BEGIN
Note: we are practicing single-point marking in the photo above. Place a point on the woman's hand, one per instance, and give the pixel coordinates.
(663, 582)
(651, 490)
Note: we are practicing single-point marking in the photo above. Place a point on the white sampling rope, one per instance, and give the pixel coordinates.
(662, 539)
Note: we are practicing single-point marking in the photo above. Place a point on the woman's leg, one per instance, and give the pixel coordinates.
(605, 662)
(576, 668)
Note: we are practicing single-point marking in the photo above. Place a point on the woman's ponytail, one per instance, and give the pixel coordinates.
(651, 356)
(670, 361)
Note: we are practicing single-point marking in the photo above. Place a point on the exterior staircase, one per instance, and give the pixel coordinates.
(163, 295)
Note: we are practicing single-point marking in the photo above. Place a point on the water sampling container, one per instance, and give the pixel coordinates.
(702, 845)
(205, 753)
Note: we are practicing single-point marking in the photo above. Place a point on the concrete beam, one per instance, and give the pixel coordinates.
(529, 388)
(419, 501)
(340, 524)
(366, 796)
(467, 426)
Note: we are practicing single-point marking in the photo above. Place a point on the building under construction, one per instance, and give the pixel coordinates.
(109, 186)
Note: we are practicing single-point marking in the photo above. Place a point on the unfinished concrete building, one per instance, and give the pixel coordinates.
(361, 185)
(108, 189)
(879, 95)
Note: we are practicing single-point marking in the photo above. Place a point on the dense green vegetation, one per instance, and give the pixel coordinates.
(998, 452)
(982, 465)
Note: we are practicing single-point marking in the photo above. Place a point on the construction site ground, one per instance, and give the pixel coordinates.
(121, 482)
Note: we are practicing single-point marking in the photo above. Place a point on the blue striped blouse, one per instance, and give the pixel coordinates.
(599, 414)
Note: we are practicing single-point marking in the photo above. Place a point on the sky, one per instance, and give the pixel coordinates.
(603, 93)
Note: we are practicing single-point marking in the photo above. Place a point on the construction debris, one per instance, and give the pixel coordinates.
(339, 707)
END
* [WHAT YOU HAVE TO DO] Every line above is to be transcribed exactly, with nothing dropped.

* [THE COMPLETED TASK]
Note: we are practicing single-point marking in the photo above. Place a point on the woman's hand, one per instance, and give the pixel coordinates.
(663, 582)
(651, 490)
Note: we are practicing single-point marking in the photo above. Place a point on the white sampling rope, one per instance, and give the pixel coordinates.
(662, 539)
Note: we are practicing single-point marking in the photo above. Place a point on the woman's leg, one per instance, and give the pixel coordinates.
(605, 662)
(576, 668)
Note: we are practicing single-point marking in the photo above. Place a point on the woman's ponytail, one per instance, and give the pixel coordinates.
(651, 356)
(670, 361)
Note: we are practicing single-point marking in the photo above. Place a point on the exterior staircase, one per instance, and give the pixel coordinates.
(163, 295)
Note: we are practicing single-point marking in the photo above. Place a point on the water sampling container, one per instance, and give the pixel coordinates.
(702, 845)
(205, 753)
Note: we are practicing single-point marking in the photo above. Place a point on the concrete beam, one per instance, and give the pixel coordinates.
(529, 388)
(419, 501)
(340, 524)
(366, 796)
(467, 426)
Note: we are practicing single-point marking in the photo above. Place a point on the building under construction, one per instance, and give the pixel coordinates.
(109, 186)
Note: we are practicing single-point marking in the photo above. Place a point on the unfinished concrete building, one per instance, and give the pixel coordinates.
(361, 185)
(108, 189)
(879, 95)
Note: we are practicing single-point marking in the photo above. Place a point on the dense green vegetation, one per instance, and give the pixel coordinates.
(998, 452)
(982, 465)
Note: we are practicing single-point marking in the photo above. Place a point on the construction site ground, one per instance, and give the pixel coordinates.
(121, 482)
Note: we are practicing single-point marking in the photo above. Place a point on the blue striped blouse, one per instance, and give the pixel coordinates.
(599, 414)
Note: we are practicing single-point marking in the photo above. Place a point on the sky, one per instance, and give the pixel coordinates.
(603, 93)
Note: we are practicing single-point marking in the photo above. Place a point on the construction debris, one per instance, and give the pixel coordinates.
(339, 707)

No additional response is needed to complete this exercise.